Material to process Start Marker

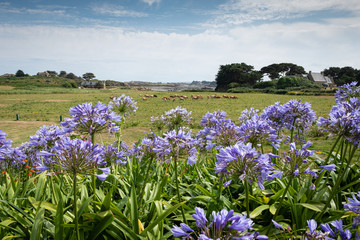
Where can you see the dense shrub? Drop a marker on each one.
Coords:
(291, 82)
(267, 84)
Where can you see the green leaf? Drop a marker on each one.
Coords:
(315, 207)
(38, 224)
(101, 225)
(133, 209)
(125, 229)
(106, 203)
(59, 217)
(257, 211)
(160, 218)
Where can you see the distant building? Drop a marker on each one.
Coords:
(43, 74)
(93, 84)
(320, 79)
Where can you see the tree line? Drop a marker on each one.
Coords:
(243, 75)
(63, 74)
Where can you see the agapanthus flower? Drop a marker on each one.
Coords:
(248, 114)
(314, 234)
(74, 156)
(343, 120)
(242, 162)
(88, 119)
(218, 131)
(347, 91)
(296, 162)
(112, 154)
(223, 225)
(337, 232)
(123, 105)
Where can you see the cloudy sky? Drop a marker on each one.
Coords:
(175, 40)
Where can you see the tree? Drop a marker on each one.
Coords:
(277, 70)
(20, 73)
(62, 74)
(239, 74)
(343, 75)
(88, 76)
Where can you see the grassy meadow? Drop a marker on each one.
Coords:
(45, 106)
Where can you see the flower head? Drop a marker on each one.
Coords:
(243, 162)
(223, 225)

Material to process End Marker

**What the exercise asks**. What is needed here is an exact copy of all the entries, without the pictures.

**Answer area**.
Where can you see the dense shrub? Drop a marker on each one.
Coords:
(291, 82)
(267, 84)
Where can you see the green leaf? Drop a marker on each one.
Coords:
(315, 207)
(38, 224)
(101, 225)
(133, 209)
(125, 229)
(106, 203)
(59, 217)
(257, 211)
(160, 218)
Where can you see the distant building? Drop a marker on each one.
Coords:
(43, 74)
(93, 84)
(320, 79)
Where can you see the tree line? Drop a marker on each one.
Coords:
(243, 75)
(63, 74)
Where can you see the agapanthus flower? Drop a marker on each one.
Coords:
(248, 114)
(314, 234)
(74, 156)
(343, 120)
(242, 162)
(88, 119)
(218, 131)
(347, 91)
(296, 162)
(112, 154)
(223, 225)
(337, 232)
(123, 105)
Where can you see the cloudy sky? Drop a marker on each one.
Coords:
(175, 40)
Where can you see the tree? Drop a marker on each one.
Coords:
(277, 70)
(20, 73)
(62, 74)
(239, 74)
(343, 75)
(88, 76)
Where can you see the grassy meadow? Drop a marker on each one.
Coords:
(45, 106)
Where can you see the flower head? Drop a marker on each one.
Coords:
(243, 162)
(223, 225)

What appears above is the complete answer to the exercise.